↓↓↓

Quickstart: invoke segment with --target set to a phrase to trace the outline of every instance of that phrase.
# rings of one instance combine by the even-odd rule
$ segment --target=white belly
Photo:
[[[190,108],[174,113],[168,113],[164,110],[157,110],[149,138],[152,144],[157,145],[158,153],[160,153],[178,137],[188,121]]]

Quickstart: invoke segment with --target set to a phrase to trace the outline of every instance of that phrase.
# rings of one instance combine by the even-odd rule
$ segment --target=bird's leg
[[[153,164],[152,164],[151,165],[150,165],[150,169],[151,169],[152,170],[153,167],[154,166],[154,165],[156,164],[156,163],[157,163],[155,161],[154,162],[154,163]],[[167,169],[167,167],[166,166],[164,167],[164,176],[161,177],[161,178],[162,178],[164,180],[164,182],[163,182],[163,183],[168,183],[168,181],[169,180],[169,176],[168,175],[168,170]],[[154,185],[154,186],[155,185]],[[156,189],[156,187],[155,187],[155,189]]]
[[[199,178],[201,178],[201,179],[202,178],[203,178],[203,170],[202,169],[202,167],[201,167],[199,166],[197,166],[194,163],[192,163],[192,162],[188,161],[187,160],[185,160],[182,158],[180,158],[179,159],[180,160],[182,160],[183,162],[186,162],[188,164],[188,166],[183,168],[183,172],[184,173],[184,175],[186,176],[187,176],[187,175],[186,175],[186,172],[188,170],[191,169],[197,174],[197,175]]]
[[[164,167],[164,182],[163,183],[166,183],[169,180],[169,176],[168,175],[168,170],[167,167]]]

↑↑↑

Reproduce the data in full, exactly as presented.

Reply –
Quickstart: invoke segment with --target set to a phrase to trace the outline of every instance of that phrase.
# rings of one instance combine by the even-odd rule
$ segment --target=white belly
Photo:
[[[190,108],[174,113],[168,113],[164,110],[157,110],[149,138],[152,144],[157,145],[158,153],[160,153],[178,137],[188,121]]]

Quickstart: invoke segment with --target set to a phrase to trace the outline of every instance of that phrase.
# rings of one instance combine by the even-odd rule
$ segment --target=bird's leg
[[[153,164],[152,164],[151,165],[150,165],[150,169],[151,169],[152,170],[153,167],[154,166],[154,165],[156,164],[156,163],[157,163],[155,161],[154,162],[154,163]],[[167,169],[167,167],[166,166],[164,167],[164,176],[161,177],[161,178],[162,178],[164,180],[164,182],[163,182],[163,183],[168,183],[168,181],[169,180],[169,176],[168,175],[168,170]],[[154,185],[154,186],[155,185]],[[156,189],[156,187],[155,187],[155,189]]]
[[[199,178],[201,178],[201,179],[202,178],[203,178],[203,170],[202,169],[202,167],[201,167],[199,166],[197,166],[194,163],[192,163],[192,162],[188,161],[187,160],[185,160],[182,158],[180,158],[179,159],[180,160],[182,160],[183,162],[186,162],[188,164],[188,166],[183,168],[183,172],[184,173],[184,175],[186,176],[187,176],[187,175],[186,175],[186,172],[188,170],[191,169],[197,174],[197,175]]]
[[[164,167],[164,182],[163,183],[166,183],[169,180],[169,176],[168,175],[168,170],[167,167]]]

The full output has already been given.